Dans la mesure où, pour l’un, il y a imposition d’une plus-value alors que, pour l’autre, la plus-value est d’abord censée ne pas exister, cette différence de traitement défavorise les personnes transférant leur résidence à l’étranger ( 12 ).

49.

La tentation est forte (puisqu’il s’agit d’une « imposition à la sortie » ou exit tax) de faire référence à l’arrêt du 11 mars 2004, de Lasteyrie du Saillant (C‑9/02, EU:C:2004:138), où la Cour a jugé que « [l]e principe de la liberté d’établissement posé par l’article 52 du traité CE (devenu, après modification, article 43 CE) [devait] être interprété en ce sens qu’il s’oppose à ce qu’un État membre institue, à des fins de prévention d’un risque d’évasion fiscale, un mécanisme d’imposition des plus-values non encore réalisées, tel que celui prévu à l’article 167 bis du code général des impôts français, en cas de transfert du domicile fiscal d’un contribuable hors de cet État ».

50.

La République portugaise soutient toutefois que la situation faisant l’objet de la disposition litigieuse se distinguerait de celle qui a été examinée par la Cour dans l’arrêt du 11 mars 2004, de Lasteyrie du Saillant (C‑9/02, EU:C:2004:138), étant donné qu’il est question en l’espèce d’un impôt sur des plus-values réalisées et non, comme dans cet arrêt, d’un impôt sur les plus-values latentes.

51.

À mon avis, cette différence n’est pas pertinente, car le point essentiel de l’arrêt du 11 mars 2004, de Lasteyrie du Saillant (C‑9/02, EU:C:2004:138) n’était pas le point de savoir si les plus-values étaient latentes ou réalisées mais la différence de traitement fiscal des plus-values selon que le contribuable concerné quittait ou non le territoire national.

52.

En outre, si la Cour a en effet jugé, dans l’arrêt du 11 mars 2004, de Lasteyrie du Saillant (C‑9/02, EU:C:2004:138), que la législation française en matière d’imposition de plus-values non encore réalisées en cas de transfert par le contribuable de son domicile fiscal dans un autre État membre constituait une restriction à la liberté d’établissement, elle n’a nullement exclu qu’une restriction aux libertés fondamentales puisse également exister dans d’autres circonstances. Au demeurant, la Cour a déjà conclu à une restriction à la liberté d’établissement dans des cas impliquant l’imposition à la sortie de plus-values effectivement réalisées par des contribuables ( 13 ).

53.

Je pense que la distinction établie par l’article 10 du CIRS crée une restriction en principe incompatible avec les articles 21, 45 et 49 TFUE.

ii) La restriction peut-elle être justifiée ?

54.

Il découle d’une jurisprudence bien établie que les mesures nationales susceptibles de gêner ou de rendre moins attrayant l’exercice des libertés fondamentales garanties par le traité peuvent néanmoins être admises à condition qu’elles poursuivent un objectif d’intérêt général, qu’elles soient propres à garantir la réalisation de celui-ci et qu’elles n’aillent pas au-delà de ce qui est nécessaire pour atteindre l’objectif poursuivi ( 14 ).

==================================================

## Exercice proposé A
Recopiez mot pour mot le passage de l'extrait sur l'imposition à la sortie situé entre « Je pense que » et « peut-elle être justifiée ? », ces deux bornes incluses.

[Éléments enregistrés du jeu de données]
==================================================

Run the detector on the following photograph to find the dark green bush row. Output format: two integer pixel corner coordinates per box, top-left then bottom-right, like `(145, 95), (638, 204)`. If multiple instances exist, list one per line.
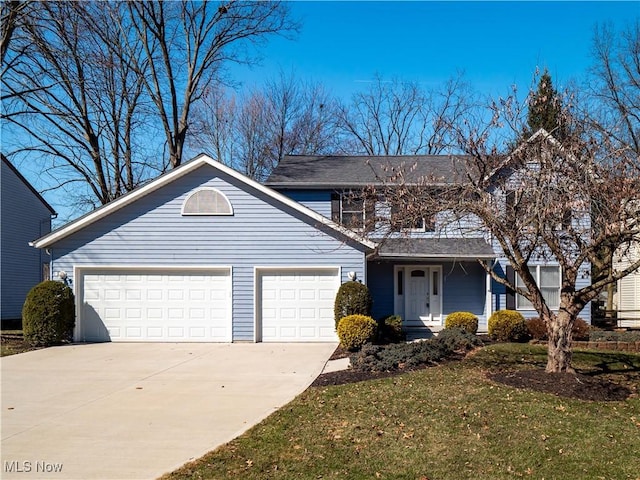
(526, 317), (592, 341)
(22, 280), (76, 347)
(378, 315), (405, 343)
(487, 310), (529, 342)
(444, 312), (478, 335)
(351, 328), (482, 372)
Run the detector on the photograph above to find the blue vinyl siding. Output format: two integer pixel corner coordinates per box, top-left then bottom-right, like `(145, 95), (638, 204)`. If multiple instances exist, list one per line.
(0, 161), (51, 320)
(367, 261), (396, 319)
(367, 261), (486, 323)
(491, 258), (591, 323)
(50, 165), (365, 340)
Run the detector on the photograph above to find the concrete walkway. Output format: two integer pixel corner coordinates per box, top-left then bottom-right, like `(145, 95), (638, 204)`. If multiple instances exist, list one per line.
(0, 343), (336, 480)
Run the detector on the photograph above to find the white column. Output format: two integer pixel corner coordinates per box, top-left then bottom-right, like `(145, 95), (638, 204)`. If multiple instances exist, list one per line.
(484, 260), (493, 334)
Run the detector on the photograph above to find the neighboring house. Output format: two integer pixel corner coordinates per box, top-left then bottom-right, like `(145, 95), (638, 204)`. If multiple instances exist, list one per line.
(34, 155), (375, 342)
(0, 155), (56, 321)
(613, 242), (640, 327)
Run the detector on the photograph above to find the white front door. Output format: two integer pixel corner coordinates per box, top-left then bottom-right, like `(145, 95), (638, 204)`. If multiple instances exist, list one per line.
(407, 268), (431, 322)
(396, 265), (442, 327)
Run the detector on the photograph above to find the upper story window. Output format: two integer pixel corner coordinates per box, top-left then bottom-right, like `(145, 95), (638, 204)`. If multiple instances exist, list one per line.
(182, 188), (233, 215)
(516, 265), (561, 310)
(331, 192), (375, 230)
(390, 203), (436, 232)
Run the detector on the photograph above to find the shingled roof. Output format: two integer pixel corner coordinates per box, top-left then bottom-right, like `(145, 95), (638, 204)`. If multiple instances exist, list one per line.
(375, 238), (496, 258)
(265, 155), (466, 189)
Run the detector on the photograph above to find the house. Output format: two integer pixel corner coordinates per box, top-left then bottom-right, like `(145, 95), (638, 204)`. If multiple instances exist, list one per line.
(33, 155), (375, 342)
(33, 133), (589, 342)
(266, 156), (496, 329)
(266, 130), (591, 331)
(613, 242), (640, 328)
(0, 155), (56, 322)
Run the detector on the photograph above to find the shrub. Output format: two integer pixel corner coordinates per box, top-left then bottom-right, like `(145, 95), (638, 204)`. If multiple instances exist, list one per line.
(378, 315), (405, 343)
(436, 327), (482, 352)
(526, 317), (591, 340)
(526, 317), (549, 340)
(351, 338), (451, 372)
(22, 280), (75, 347)
(350, 328), (482, 372)
(333, 281), (373, 328)
(338, 315), (378, 350)
(444, 312), (478, 335)
(488, 310), (529, 342)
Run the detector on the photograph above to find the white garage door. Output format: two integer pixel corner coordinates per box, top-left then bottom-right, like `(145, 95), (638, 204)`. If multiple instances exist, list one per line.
(76, 269), (231, 342)
(258, 268), (340, 342)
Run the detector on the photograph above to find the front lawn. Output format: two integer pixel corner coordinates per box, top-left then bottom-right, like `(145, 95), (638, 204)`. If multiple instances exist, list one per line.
(0, 330), (36, 357)
(163, 344), (640, 480)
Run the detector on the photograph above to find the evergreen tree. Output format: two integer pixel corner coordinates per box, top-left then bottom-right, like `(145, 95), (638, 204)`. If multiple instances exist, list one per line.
(525, 69), (567, 141)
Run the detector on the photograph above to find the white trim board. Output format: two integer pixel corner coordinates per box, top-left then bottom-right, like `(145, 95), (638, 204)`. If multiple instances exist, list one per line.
(30, 154), (376, 250)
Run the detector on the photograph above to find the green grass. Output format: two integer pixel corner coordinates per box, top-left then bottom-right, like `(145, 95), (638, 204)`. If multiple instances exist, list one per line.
(163, 344), (640, 480)
(0, 329), (36, 357)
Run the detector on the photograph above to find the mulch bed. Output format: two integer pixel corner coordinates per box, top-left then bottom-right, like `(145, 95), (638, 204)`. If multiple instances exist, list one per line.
(311, 347), (640, 402)
(487, 368), (637, 402)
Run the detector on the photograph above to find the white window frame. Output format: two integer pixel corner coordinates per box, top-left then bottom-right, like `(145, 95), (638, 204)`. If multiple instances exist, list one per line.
(340, 193), (367, 229)
(181, 187), (233, 217)
(515, 264), (562, 311)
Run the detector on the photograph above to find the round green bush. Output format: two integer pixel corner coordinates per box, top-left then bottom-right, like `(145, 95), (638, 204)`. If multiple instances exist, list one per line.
(488, 310), (529, 342)
(22, 280), (75, 347)
(338, 315), (378, 350)
(378, 315), (405, 343)
(444, 312), (478, 335)
(333, 281), (373, 328)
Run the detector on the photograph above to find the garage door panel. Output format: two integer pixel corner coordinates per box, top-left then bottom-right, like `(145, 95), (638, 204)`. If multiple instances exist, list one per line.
(257, 268), (339, 342)
(78, 269), (231, 342)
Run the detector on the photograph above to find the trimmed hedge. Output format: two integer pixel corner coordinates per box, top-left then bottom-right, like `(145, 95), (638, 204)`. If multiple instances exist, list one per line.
(22, 280), (75, 347)
(378, 315), (405, 343)
(488, 310), (529, 342)
(350, 328), (482, 372)
(333, 281), (373, 328)
(338, 315), (378, 351)
(444, 312), (478, 335)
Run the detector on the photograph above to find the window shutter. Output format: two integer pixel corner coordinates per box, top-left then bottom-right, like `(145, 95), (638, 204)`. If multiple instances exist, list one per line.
(331, 193), (340, 223)
(506, 265), (516, 310)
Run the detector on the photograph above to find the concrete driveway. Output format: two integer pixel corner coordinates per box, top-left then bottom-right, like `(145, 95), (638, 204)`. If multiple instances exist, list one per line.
(0, 343), (336, 480)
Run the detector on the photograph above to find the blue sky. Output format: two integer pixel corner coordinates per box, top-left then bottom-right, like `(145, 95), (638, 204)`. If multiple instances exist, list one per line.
(231, 1), (640, 98)
(10, 1), (640, 224)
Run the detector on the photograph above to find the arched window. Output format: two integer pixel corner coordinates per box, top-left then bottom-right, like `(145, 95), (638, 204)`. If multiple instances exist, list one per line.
(182, 188), (233, 215)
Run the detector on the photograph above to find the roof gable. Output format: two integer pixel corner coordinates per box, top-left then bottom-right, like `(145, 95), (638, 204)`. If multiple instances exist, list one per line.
(265, 155), (466, 188)
(0, 154), (57, 215)
(32, 154), (375, 249)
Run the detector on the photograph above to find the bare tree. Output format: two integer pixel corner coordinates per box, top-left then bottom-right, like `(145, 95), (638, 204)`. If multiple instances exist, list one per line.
(338, 75), (472, 155)
(587, 20), (640, 156)
(0, 0), (30, 68)
(385, 83), (640, 372)
(127, 0), (297, 167)
(2, 2), (149, 206)
(190, 75), (339, 180)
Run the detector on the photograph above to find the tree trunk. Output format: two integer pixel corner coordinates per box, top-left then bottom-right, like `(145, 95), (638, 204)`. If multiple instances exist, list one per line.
(546, 310), (575, 373)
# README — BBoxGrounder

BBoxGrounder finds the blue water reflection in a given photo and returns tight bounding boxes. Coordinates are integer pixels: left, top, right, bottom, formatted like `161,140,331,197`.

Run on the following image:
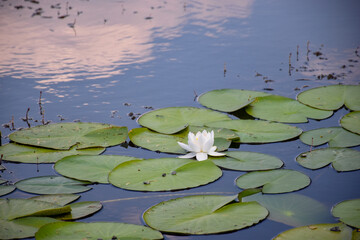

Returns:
0,0,360,239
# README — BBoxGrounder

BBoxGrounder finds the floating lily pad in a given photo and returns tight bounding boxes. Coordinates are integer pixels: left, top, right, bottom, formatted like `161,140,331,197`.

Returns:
245,95,333,123
340,111,360,134
0,185,16,196
35,222,163,240
0,199,71,221
138,107,231,134
236,169,310,193
0,143,105,163
29,194,80,206
15,176,91,194
9,122,127,150
210,151,284,171
243,193,333,227
300,127,360,147
206,120,302,143
0,217,59,239
198,89,269,112
331,199,360,228
273,223,356,240
54,155,138,183
109,158,222,191
143,195,268,234
56,201,102,221
129,126,238,154
296,148,360,172
297,85,360,111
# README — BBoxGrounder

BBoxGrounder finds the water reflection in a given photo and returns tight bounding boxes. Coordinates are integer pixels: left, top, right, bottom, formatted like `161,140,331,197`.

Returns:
0,0,253,84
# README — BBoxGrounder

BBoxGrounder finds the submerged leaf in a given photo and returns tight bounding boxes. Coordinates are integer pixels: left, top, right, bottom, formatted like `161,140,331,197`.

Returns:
236,169,310,193
109,158,222,191
206,120,302,143
9,122,127,150
245,95,333,123
300,127,360,147
331,199,360,228
198,89,269,112
340,111,360,134
15,176,91,194
297,85,360,111
35,222,163,240
0,143,105,163
296,148,360,172
138,107,231,134
144,195,268,234
273,223,356,240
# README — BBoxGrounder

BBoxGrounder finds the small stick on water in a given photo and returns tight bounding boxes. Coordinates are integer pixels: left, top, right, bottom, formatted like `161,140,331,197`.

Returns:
194,90,198,102
39,91,45,125
306,41,310,61
296,45,299,62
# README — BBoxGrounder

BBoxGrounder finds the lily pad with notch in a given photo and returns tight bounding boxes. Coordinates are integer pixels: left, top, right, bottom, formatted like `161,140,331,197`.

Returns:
300,127,360,147
15,175,91,194
143,195,268,234
243,193,333,227
331,199,360,228
0,143,105,163
129,126,239,154
138,107,231,134
340,111,360,134
273,223,357,240
9,122,127,150
35,222,163,240
236,169,310,193
206,119,302,143
109,158,222,191
297,85,360,111
198,89,269,112
210,151,284,171
296,148,360,172
245,95,333,123
54,155,139,183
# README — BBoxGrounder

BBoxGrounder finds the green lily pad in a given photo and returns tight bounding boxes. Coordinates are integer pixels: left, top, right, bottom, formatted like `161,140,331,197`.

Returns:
243,193,333,227
29,194,80,206
129,126,238,154
0,199,71,221
0,185,16,196
210,151,284,171
300,127,360,147
109,158,222,191
0,217,59,239
331,199,360,228
198,89,269,112
35,222,163,240
0,143,105,163
138,107,231,134
340,111,360,134
245,95,333,123
206,120,302,143
273,223,356,240
236,169,310,193
297,85,360,111
15,176,91,194
54,155,138,183
9,122,127,150
143,195,268,234
296,148,360,172
56,201,102,221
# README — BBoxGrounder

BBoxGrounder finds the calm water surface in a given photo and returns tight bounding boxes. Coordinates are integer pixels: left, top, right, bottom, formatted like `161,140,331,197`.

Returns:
0,0,360,240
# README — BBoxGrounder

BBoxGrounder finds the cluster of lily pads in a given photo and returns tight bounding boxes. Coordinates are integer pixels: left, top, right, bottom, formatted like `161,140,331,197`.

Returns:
0,85,360,240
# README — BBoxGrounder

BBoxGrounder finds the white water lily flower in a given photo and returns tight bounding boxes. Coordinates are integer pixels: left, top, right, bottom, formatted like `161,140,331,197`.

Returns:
178,130,225,161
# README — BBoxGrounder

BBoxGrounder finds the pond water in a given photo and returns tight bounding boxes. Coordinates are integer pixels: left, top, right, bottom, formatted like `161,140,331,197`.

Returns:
0,0,360,239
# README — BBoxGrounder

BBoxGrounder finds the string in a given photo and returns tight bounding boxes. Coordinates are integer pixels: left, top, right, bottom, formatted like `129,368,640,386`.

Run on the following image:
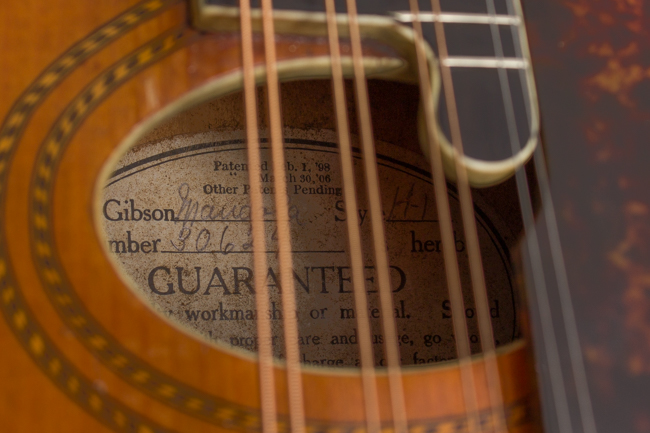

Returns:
415,0,507,431
486,0,573,433
506,1,596,433
410,0,481,431
240,0,277,433
346,0,408,433
262,0,305,433
325,0,381,433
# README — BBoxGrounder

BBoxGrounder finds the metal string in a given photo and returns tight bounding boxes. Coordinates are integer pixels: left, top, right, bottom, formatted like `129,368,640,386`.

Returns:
240,0,277,433
262,0,305,433
410,0,506,431
478,0,573,433
346,0,408,433
325,0,381,433
506,1,596,433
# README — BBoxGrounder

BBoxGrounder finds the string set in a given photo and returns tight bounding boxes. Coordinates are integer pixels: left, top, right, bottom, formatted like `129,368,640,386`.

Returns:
235,0,595,433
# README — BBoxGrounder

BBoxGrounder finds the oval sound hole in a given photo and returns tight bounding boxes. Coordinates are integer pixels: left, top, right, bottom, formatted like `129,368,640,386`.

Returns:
99,84,519,367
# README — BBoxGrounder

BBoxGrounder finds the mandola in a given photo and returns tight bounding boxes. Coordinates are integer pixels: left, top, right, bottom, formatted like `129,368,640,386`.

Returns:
0,0,650,433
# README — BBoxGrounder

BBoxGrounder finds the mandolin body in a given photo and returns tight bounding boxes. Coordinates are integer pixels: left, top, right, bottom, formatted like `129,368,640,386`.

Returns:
0,0,645,433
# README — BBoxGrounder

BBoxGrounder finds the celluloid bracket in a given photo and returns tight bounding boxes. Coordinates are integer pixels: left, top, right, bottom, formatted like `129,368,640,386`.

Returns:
191,0,539,187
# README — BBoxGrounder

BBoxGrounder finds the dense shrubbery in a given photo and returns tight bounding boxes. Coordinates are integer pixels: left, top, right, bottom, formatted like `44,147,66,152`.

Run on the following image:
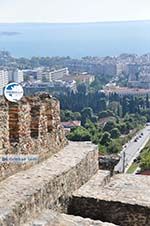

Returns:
59,85,150,155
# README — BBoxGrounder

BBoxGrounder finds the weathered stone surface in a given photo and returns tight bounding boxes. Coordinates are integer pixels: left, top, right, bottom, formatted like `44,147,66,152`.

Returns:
0,94,67,181
0,142,98,226
23,210,115,226
69,173,150,226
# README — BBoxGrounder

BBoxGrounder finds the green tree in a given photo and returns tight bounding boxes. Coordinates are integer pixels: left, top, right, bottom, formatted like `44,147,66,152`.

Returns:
100,132,111,146
110,128,121,139
67,126,91,141
103,120,116,132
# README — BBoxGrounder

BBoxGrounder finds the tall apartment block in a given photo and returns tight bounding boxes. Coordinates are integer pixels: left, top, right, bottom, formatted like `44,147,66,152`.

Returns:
49,67,69,81
8,69,23,83
0,70,8,95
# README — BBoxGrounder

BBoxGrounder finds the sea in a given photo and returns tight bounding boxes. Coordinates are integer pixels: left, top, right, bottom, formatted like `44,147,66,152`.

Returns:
0,21,150,58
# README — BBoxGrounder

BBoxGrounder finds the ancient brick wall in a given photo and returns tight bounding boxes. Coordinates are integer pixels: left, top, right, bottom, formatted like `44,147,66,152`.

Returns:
0,94,67,180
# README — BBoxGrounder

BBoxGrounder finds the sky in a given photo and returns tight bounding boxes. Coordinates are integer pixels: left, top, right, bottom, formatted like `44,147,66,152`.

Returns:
0,0,150,23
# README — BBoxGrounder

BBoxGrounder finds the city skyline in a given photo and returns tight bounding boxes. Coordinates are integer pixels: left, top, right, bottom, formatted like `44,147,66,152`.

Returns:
0,0,150,23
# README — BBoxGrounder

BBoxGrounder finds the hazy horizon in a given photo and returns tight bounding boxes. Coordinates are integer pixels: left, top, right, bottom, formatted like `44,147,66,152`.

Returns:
0,20,150,58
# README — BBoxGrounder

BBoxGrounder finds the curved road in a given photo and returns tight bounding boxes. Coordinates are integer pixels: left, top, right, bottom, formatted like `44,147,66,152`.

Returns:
115,123,150,172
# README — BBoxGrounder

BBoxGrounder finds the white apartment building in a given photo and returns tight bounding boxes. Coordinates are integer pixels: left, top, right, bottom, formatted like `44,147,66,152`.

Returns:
0,70,8,95
8,69,23,83
49,67,69,81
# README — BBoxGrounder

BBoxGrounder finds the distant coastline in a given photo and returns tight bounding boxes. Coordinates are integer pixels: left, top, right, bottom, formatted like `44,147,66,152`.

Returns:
0,31,21,36
0,20,150,58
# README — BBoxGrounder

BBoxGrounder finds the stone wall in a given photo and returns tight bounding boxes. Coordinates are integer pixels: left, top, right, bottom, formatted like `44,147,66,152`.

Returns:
0,142,98,226
68,171,150,226
0,94,67,180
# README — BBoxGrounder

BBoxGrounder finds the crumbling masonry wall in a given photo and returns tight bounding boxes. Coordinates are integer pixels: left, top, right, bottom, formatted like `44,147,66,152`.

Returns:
0,94,67,180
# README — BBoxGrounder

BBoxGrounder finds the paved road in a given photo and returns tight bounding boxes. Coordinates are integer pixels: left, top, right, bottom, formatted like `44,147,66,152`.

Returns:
115,125,150,172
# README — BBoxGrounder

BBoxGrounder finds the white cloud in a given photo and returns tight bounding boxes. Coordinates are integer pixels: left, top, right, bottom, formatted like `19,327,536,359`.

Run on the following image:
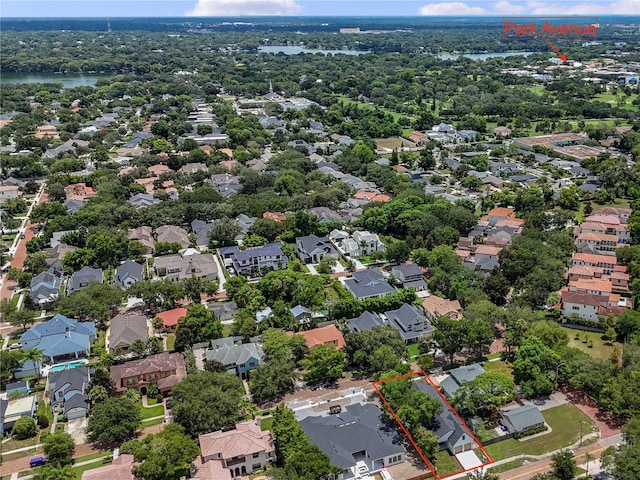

==================================================

## Exercice proposé B
Redimensionnez les enregistrements entre la ligne contenant « Run the detector on the photograph above to find the window » et celle contenant « (546, 310), (575, 373) », incluses. Reproduisez seulement ces lignes, consignes comprises, en multipliant par 1,25 chaque coordonnée de pixel des réponses et en arrondissant à l'entier, les demis vers le haut.

## Réponse attendue A
Je pense que la distinction établie par l’article 10 du CIRS crée une restriction en principe incompatible avec les articles 21, 45 et 49 TFUE.

ii) La restriction peut-elle être justifiée ?

## Réponse attendue B
Run the detector on the photograph above to find the window shutter. Output format: two integer pixel corner coordinates per box, top-left then bottom-right, like `(145, 95), (638, 204)`. If multiple instances exist, list one per line.
(414, 241), (425, 279)
(633, 331), (645, 388)
Run the detector on the photograph above to find the concrete driveway. Output format: two integer pixel corner coordinates per box, top-left then bottom-right, like `(145, 95), (638, 204)`. If multiple instances exist, list one per line.
(0, 429), (420, 600)
Run the detector on the photograph above to find the blue sky. Output format: two integer pixel corner coordinates per box, top-left then bottom-right, like `(145, 95), (638, 204)`. If multiple instances exist, list one per line.
(289, 1), (800, 123)
(13, 1), (800, 280)
Run the detector on the photograph above to find the arched window. Output format: two integer pixel corner coordinates per box, top-left then bottom-right, like `(145, 95), (638, 204)`. If multiple instances exist, list one per line.
(228, 235), (291, 269)
Run the detector on the photograph above to find the roof gable. Output format: two integer pixel corner coordinates per box, top-left then bottom-right, like `(145, 95), (638, 204)`. If multiple instances exist, list one per line.
(331, 194), (583, 235)
(0, 193), (71, 269)
(40, 193), (469, 311)
Run the detector on the photograph above to find the bare tree. Output format: two integer pixel corner coordinates per box, top-left then bottom-right, like `(145, 95), (638, 204)`. If multiple instances exist, list one per line.
(423, 94), (590, 194)
(734, 25), (800, 195)
(0, 0), (38, 85)
(481, 104), (800, 465)
(159, 0), (371, 209)
(3, 3), (186, 258)
(238, 94), (424, 225)
Run the detector on the photograph above to find the tree trunk. Output format: two integer pixel corner coordinates per box, top-left then bottom-right, like `(145, 95), (638, 204)`. If multiple instances exist, list one per line.
(683, 388), (719, 466)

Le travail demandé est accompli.